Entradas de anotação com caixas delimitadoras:
* * * * * * * * *

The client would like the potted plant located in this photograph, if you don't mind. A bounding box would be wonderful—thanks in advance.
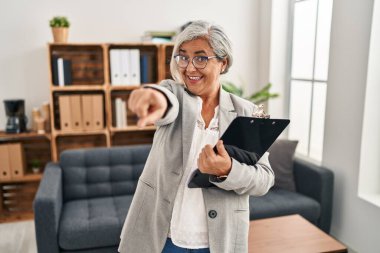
[30,159,41,174]
[50,16,70,43]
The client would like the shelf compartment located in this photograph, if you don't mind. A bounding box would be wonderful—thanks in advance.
[108,43,160,86]
[52,91,107,130]
[49,44,105,86]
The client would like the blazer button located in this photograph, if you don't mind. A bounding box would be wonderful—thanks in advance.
[208,210,218,219]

* * * * * * * * *

_O que fazer_: Copie todas as linhas acima tal como estão, sem incluir as imagens.

_Exercício resolvido_:
The client would like the potted plant located in this photograph, if you don't mind. A bounding box would be wonderful—thanks in advance.
[30,159,41,174]
[50,16,70,43]
The client would like the shelf compartment located in this photograph, if you don't mind. A bounding box would be wonderful—thanks in advance.
[108,43,160,86]
[52,91,107,130]
[49,44,105,86]
The client would like the blazer button located in this photograph, if you don't mind. A bounding box would be wonderful—thanks in advance.
[208,210,218,219]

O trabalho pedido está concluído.